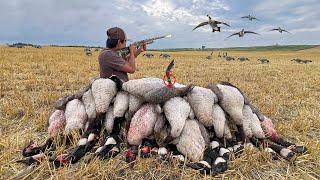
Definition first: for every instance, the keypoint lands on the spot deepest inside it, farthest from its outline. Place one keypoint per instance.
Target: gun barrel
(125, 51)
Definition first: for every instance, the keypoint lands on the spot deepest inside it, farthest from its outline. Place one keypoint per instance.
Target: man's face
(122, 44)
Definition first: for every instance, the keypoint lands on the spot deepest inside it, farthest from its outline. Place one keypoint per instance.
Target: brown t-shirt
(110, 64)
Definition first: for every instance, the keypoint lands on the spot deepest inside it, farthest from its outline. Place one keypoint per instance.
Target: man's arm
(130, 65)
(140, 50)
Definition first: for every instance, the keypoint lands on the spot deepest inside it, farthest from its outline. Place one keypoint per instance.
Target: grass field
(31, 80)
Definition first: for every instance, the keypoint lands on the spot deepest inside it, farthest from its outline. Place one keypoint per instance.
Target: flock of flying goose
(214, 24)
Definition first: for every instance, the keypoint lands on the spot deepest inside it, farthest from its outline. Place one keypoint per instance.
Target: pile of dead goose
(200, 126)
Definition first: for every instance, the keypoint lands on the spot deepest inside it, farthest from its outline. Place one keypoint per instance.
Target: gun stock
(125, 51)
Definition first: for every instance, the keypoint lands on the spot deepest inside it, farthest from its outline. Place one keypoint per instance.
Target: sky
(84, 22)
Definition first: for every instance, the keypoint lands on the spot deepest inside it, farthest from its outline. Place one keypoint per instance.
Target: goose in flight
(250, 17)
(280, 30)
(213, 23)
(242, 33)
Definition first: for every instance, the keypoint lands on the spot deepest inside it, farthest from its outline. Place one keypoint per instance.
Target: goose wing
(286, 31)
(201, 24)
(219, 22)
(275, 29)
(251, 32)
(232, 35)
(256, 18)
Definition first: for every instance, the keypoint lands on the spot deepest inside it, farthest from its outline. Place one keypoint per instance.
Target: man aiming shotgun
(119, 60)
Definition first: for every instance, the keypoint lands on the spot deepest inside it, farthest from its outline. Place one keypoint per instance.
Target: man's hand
* * * *
WHAT THE TASK ASKS
Output the records above exactly as they are, leaving out the pictures.

SOLUTION
Definition first: for every instance, the keypoint lands on the spot deepest inside it, farthest from its outline. Place one keypoint per instance.
Target: gun barrel
(125, 51)
Definition first: for every instance, the keypoint lands on the spot deepest inside it, farthest from its outline. Place one keypoint per instance.
Target: man's face
(122, 44)
Definition first: for every instance, the keypoint lands on the spot deepest inside it, farthest from its outline. Place one keypoint per instance.
Target: brown t-shirt
(110, 64)
Definition first: for every instance, the keypoint lands on the spot deepest inside it, farthest from its outline. Place one keypoint per instance.
Target: man's arm
(130, 65)
(140, 50)
Definition first: for every instance, the keypoint lands on the spot deepest inside it, farthest from its outline. Place one keypoint per instance.
Target: grass field
(31, 80)
Definition first: for every instance, the keypoint lands on the spot deepest inside it, farthest from its outline. Place one keypoint per instance.
Target: flock of flying goose
(214, 24)
Definition first: for every instance, the keypoint lands on the spot deepest inside it, farthest from its outline. Place one keypoint per instance.
Target: pile of dead goose
(200, 126)
Definition first: for every instance, the keypoint lands on the spot deepest inside it, farthest from its outline. Place one keypoint per instance.
Target: gun stock
(125, 51)
Definition first: for every instance, the keypoint lands on the spot deepest inside it, farthest from its outline. Place one keypoint per instance.
Target: sky
(84, 22)
Definition first: for every instance, the keypoint lands on the spot deepest inside it, farthest from its outline. Place one keypoint per instance.
Target: goose in flight
(250, 17)
(280, 30)
(213, 23)
(242, 33)
Definition first: for every instance, the keypoint lands on the spot deepest inside it, farthest from its outline. Place one keypoint per instance.
Target: goose wing
(286, 31)
(201, 24)
(219, 22)
(275, 29)
(251, 32)
(232, 35)
(256, 18)
Definition first: for every instance, the keypoint lands on the spot deepest inside it, farthest from its outline. Place one keypoint per instance.
Target: man aiming shotgun
(119, 60)
Definition first: for every instance, the keypoint lands on the spot deepest inside it, farthest from its outline. Place one keypoint per instance.
Target: man's hand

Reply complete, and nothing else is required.